SET EXERCISE:
Copy out word for word the rows below, from the line containing "Question. Put a marker on each instance of the bush" through the final line of the rows, including both ends. Leave the pictures out of the answer.

--- Start of EXTRACTED RECORDS ---

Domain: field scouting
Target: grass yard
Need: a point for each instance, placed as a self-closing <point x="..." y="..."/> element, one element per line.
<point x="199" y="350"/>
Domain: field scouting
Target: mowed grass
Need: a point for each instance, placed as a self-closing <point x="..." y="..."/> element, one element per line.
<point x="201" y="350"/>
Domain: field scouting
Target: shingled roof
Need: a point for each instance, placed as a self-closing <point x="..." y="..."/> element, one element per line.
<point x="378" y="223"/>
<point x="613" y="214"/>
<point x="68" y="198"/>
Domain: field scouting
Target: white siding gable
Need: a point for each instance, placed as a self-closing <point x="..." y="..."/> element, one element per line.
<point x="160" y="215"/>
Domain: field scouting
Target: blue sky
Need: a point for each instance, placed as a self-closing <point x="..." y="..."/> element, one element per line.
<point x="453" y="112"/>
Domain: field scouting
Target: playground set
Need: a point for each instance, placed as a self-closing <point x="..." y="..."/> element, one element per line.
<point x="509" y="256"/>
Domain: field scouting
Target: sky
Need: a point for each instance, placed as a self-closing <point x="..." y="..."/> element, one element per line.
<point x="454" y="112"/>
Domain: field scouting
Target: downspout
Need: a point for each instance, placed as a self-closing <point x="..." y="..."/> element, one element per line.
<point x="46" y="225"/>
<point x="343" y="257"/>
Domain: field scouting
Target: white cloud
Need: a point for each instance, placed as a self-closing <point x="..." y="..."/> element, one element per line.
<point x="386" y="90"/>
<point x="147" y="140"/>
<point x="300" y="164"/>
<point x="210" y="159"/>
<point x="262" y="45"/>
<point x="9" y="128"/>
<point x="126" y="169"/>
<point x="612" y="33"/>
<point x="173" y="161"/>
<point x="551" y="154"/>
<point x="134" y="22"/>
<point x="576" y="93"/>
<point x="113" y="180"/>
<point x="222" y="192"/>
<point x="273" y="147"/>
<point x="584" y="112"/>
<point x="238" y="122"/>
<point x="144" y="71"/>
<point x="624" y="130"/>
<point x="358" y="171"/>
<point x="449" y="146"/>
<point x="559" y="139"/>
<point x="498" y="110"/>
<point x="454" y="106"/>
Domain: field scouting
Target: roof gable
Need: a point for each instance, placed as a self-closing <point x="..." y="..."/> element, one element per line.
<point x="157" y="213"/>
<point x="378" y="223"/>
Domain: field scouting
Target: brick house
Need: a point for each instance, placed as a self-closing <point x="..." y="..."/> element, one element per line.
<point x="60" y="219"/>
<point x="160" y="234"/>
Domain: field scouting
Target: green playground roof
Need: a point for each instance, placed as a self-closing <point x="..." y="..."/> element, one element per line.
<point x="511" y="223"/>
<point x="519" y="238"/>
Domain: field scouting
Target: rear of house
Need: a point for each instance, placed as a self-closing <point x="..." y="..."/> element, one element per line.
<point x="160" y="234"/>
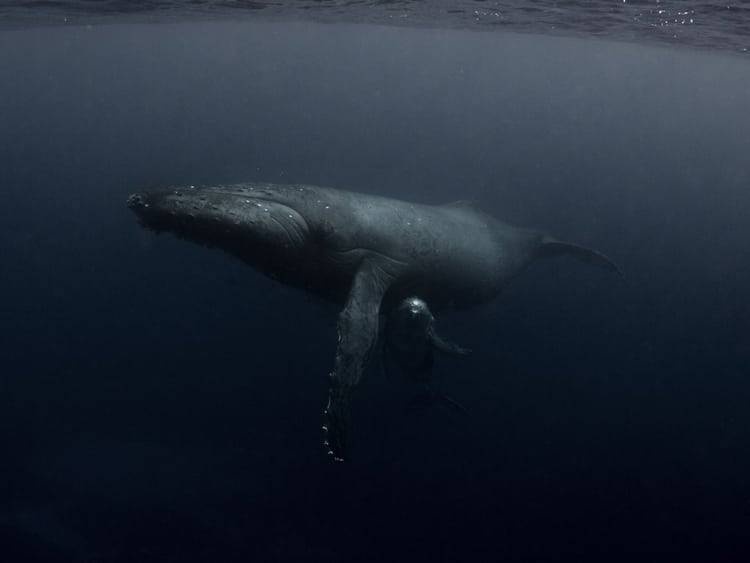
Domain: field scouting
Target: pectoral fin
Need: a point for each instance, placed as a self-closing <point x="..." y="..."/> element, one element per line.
<point x="358" y="333"/>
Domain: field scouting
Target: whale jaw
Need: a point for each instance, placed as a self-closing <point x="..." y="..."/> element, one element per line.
<point x="265" y="233"/>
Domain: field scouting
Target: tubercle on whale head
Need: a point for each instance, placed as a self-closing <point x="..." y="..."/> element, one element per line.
<point x="229" y="218"/>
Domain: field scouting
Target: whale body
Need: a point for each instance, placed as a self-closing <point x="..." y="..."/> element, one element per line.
<point x="364" y="252"/>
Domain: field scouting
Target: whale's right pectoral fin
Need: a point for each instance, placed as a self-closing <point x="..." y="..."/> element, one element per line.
<point x="553" y="247"/>
<point x="358" y="334"/>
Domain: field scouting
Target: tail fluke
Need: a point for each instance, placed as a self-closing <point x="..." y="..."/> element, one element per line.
<point x="553" y="247"/>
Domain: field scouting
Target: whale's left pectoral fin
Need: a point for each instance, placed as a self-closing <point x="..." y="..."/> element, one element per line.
<point x="358" y="334"/>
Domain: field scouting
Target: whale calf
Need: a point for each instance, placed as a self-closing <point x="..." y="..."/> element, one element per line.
<point x="365" y="252"/>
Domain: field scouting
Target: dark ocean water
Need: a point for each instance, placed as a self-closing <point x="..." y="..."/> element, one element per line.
<point x="715" y="25"/>
<point x="161" y="402"/>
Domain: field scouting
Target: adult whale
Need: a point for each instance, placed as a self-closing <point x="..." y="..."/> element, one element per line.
<point x="366" y="252"/>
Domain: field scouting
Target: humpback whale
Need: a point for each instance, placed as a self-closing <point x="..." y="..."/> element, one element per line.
<point x="366" y="253"/>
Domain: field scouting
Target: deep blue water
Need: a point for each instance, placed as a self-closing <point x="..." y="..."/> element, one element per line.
<point x="161" y="402"/>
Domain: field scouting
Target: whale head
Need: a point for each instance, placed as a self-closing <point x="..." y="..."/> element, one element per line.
<point x="263" y="227"/>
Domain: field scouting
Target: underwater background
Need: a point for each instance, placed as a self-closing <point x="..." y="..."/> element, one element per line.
<point x="160" y="401"/>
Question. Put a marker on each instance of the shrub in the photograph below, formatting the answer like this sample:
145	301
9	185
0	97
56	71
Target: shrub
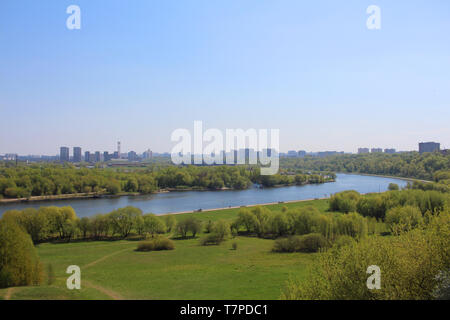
393	187
400	219
156	244
189	224
220	231
410	265
19	263
343	240
211	239
153	224
344	201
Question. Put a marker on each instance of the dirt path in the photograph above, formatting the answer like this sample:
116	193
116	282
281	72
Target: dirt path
110	293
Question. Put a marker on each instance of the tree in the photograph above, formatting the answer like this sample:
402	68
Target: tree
393	187
170	222
19	263
84	225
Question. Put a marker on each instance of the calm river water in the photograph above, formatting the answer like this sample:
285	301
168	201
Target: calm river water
193	200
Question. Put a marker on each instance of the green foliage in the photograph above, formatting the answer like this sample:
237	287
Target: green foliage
124	219
19	263
312	242
153	224
170	222
188	225
156	244
393	187
53	179
345	201
407	164
401	219
409	266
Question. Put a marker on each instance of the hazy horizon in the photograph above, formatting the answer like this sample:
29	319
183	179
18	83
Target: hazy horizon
136	71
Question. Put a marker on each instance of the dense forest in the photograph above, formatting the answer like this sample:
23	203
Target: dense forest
25	181
407	165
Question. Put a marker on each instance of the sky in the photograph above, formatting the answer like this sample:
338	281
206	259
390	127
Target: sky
138	70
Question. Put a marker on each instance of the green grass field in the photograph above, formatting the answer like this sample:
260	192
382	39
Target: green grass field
114	270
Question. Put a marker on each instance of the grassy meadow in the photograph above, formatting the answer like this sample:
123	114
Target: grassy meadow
114	270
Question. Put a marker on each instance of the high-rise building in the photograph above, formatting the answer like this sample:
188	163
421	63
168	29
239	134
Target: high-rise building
64	154
363	150
76	154
429	147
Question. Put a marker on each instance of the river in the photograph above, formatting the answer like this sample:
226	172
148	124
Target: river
193	200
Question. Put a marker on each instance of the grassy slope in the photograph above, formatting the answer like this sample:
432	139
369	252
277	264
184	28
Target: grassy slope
114	270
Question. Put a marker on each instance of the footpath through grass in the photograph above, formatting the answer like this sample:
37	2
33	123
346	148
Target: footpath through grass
114	270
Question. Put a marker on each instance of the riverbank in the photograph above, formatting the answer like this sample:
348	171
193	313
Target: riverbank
246	206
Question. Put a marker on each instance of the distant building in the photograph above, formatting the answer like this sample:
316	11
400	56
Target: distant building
76	154
429	147
64	154
390	151
363	150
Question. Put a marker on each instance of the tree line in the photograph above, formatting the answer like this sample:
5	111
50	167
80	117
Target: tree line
25	181
408	164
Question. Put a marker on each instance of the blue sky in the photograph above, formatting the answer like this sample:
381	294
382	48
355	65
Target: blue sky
137	70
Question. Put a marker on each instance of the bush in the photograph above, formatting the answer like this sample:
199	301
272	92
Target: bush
156	244
344	201
220	231
342	241
189	224
393	187
19	263
211	239
307	243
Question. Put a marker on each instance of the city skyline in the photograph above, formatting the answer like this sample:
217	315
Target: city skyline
314	71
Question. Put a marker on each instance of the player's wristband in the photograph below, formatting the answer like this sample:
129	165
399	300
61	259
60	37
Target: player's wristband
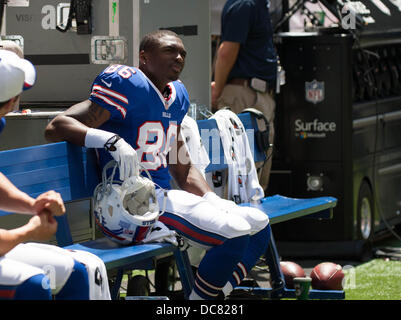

--- End of EXTRACTED RECORDS ---

EXERCISE OUTPUT:
Question. Put a marker on each instance of the bush in the photograph above, formatting the answer like this sample:
199	301
272	92
Target: bush
156	244
344	201
220	231
342	241
189	224
393	187
19	263
211	239
307	243
Question. Put a marker on each instance of the city skyline in the photograph above, formatting the answer like this sample:
217	315
Target: city skyline
314	71
Question. Put a marker on each instance of the player's wristband in the photograph below, formatting the answer like this sample:
129	165
399	300
61	259
60	37
Target: player's wristband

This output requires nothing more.